(Recorded data)
__________________________________________________

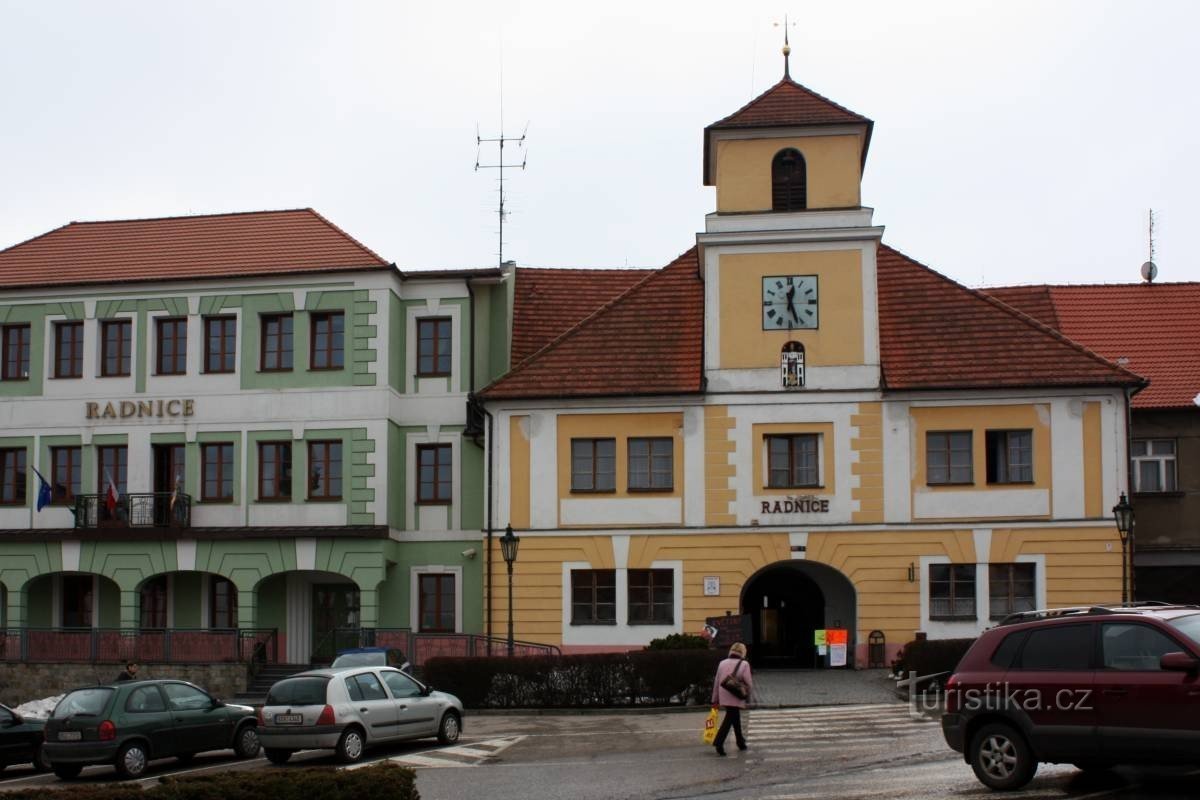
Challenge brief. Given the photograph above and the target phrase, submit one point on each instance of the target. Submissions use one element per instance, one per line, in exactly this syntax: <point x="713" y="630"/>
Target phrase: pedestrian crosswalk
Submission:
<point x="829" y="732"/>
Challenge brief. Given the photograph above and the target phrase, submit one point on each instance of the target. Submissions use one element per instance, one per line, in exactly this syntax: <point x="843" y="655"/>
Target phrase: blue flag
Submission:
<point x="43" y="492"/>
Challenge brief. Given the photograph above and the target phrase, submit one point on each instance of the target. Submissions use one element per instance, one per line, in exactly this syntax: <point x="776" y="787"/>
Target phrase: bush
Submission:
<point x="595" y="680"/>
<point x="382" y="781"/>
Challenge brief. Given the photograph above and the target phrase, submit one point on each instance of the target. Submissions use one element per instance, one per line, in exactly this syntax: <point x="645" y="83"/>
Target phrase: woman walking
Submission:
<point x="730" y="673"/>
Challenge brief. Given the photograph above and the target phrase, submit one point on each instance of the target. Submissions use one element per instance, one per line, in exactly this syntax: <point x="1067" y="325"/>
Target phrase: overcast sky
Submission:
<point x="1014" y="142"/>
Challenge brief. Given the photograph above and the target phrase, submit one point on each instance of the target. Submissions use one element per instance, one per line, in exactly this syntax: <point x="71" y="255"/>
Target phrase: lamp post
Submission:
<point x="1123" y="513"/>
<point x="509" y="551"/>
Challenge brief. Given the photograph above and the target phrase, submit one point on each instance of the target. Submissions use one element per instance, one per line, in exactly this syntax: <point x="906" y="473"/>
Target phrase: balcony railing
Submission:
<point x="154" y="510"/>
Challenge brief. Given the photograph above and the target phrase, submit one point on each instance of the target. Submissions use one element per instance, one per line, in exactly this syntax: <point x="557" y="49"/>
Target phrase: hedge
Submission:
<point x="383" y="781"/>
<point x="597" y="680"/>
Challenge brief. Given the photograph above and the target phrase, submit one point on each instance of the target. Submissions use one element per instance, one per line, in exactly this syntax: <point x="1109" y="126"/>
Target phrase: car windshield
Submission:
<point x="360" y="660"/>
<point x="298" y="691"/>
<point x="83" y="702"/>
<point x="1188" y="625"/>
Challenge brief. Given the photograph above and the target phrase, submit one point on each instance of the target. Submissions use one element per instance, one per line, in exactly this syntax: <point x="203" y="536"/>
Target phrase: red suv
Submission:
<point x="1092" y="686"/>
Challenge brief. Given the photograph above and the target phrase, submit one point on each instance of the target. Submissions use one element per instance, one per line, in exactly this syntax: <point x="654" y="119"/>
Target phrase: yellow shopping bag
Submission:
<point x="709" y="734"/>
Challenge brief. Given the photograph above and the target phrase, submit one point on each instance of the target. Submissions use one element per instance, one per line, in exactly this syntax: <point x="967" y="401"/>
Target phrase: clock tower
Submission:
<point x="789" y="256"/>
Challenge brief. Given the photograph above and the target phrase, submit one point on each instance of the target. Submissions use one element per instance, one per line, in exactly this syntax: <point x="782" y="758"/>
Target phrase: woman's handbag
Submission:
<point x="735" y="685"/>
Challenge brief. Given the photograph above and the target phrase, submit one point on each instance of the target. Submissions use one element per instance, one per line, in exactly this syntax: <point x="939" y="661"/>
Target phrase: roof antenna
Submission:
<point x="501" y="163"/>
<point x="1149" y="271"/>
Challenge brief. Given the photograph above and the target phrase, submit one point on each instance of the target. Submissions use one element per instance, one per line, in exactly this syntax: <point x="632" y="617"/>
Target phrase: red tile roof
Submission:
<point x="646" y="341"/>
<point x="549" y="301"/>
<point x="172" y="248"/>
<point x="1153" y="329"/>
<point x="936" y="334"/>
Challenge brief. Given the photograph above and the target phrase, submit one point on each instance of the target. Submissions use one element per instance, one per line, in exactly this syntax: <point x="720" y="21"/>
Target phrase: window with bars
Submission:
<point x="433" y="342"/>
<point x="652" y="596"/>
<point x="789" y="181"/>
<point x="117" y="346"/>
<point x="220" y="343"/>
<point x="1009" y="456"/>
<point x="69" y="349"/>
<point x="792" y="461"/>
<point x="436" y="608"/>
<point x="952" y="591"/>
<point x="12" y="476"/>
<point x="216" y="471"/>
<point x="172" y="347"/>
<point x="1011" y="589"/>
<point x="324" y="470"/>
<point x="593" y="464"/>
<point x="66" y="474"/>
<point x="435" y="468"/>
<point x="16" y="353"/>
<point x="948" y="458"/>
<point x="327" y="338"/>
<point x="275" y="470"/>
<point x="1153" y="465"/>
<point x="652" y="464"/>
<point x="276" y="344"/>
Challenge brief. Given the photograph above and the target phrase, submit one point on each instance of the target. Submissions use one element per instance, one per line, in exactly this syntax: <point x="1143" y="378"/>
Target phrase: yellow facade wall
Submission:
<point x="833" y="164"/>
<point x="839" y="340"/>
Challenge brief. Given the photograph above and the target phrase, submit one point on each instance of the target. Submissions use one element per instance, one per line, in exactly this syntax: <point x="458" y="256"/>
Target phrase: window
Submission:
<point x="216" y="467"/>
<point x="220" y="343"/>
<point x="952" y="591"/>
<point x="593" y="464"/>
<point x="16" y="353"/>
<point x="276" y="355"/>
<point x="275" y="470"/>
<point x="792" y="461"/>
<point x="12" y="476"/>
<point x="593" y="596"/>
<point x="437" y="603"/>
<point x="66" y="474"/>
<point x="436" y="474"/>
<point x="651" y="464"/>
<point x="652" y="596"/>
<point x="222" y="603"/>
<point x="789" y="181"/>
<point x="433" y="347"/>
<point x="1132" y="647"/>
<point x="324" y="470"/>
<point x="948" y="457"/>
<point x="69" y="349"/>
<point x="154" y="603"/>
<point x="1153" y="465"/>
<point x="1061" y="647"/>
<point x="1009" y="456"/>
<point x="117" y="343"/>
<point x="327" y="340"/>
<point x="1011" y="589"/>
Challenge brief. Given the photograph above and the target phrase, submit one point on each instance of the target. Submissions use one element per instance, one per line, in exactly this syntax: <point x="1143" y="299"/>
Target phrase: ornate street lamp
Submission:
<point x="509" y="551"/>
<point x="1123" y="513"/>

__________________________________________________

### TASK STATEMENT
Say how many lines above include "woman". The number alone is the answer.

### EXERCISE OUTPUT
2